**Text block:**
** begin **

Gouyave is a fishing town, and the homes were packed together,
separated by skinny streets. Stalls were set up everywhere to sell fish
tacos, fried fish, baked fish, fish stew and soup as well as other goodies
to make a great meal. The cooking was well underway when we got
there and the whole town had a yummy aroma. This town of 9,000
people, a little less than 10% of the country's total population, sits on the
shore backed up to a tropical jungle. The thick palm trees, banana trees
and other lush vegetation covered the hillsides all around town. A cop
greeted us as we got off the bus, the lone white people in town. He
showed us the police station and assured us that the event would be well
patrolled. He wasn't the only one watching us, though. When a slightly
deranged fellow came up and started talking gibberish to us, several
locals made gestures to us and lured the man away. Fish Friday is an
event that Grenada wants to share with tourists, and I got the distinct
feeling quite a few people in town had an eye on us to make sure we enjoyed ourselves.
The real festivities don't get underway until well after dark, and not
being night owls and being nervous about catching late buses back to
our apartment, we didn't stay into the heart of the evening. However,
we met a couple of Minnesotans on Grand Anse beach the next day
who had stayed quite late and enjoyed themselves very much.
We did catch an early bus to the ferry a few days later, however.

** end **

**Required tasks:**
A - In the account of Fish Friday in Gouyave, rewrite the paragraph beginning "The real festivities don't get underway" as a shorter version that keeps its main facts.
B - List every dish the Gouyave account names as being sold at the stalls.
C - Extend the account of Fish Friday in Gouyave, starting after its last sentence.

**Recorded information:**

** begin **

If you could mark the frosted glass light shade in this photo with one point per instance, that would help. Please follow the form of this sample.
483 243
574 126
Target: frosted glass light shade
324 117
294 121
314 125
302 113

** end **
** begin **

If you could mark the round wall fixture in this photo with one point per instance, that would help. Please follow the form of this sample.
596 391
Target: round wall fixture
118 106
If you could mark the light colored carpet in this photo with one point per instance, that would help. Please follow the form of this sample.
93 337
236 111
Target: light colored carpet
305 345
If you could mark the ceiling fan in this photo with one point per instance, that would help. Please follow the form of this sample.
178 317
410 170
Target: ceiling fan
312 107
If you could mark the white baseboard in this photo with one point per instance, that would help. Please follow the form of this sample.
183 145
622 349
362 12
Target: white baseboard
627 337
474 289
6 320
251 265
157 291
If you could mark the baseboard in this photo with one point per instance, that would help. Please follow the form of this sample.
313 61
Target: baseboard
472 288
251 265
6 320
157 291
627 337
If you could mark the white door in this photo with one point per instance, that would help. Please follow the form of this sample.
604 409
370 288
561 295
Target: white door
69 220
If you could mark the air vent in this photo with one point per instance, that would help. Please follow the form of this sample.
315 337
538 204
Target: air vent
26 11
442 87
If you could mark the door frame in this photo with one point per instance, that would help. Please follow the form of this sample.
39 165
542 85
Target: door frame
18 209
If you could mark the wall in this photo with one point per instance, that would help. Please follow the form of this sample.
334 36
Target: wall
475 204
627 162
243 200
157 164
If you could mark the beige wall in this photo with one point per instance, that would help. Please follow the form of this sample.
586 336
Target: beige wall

** end **
** begin **

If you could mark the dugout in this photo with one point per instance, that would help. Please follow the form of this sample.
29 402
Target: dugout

** end **

**Answers to each task:**
A - The main festivities start well after dark. The visitors left before the heart of the evening because they are not night owls and were nervous about catching late buses back to their apartment. The next day on Grand Anse beach, they met a couple of Minnesotans who had stayed quite late and enjoyed themselves very much.

B -
- fish tacos
- fried fish
- baked fish
- fish stew
- soup

C -
Osprey Ferry Lines runs between Grenada's three main islands, and
we were headed to Carriacou to the north.
Leaving St. George's we had a great view of the Carenage,
where the homes run up the hillsides almost to the top.
Catching a bus at 7 a.m. Sunday morning we had another example of
the efforts Grenadians make to accommodate tourists. As we walked
down the driveway a bus driver noticed us and stopped. He was
headed the wrong way, however, so I waved and yelled to him and we
walked over towards another bus that was headed in the right direction
on the other side of the street. As we approached that bus, however,
we saw it had the word "taxi" on the back, which meant we'd pay about
eight times as much for the ride. We stopped in our tracks, but the taxi
driver got out to encourage us into his van. When we said "No, we want
a bus," he suddenly waved to the bus that was still parked headed in the
wrong direction. "Ferry Terminal" he yelled out to the bus driver,
leading us over to the bus. The bus did a u-turn in the street and picked
us up. When we got to the ferry terminal, the taxi that had helped us
was right behind us, assisting passengers out of the van.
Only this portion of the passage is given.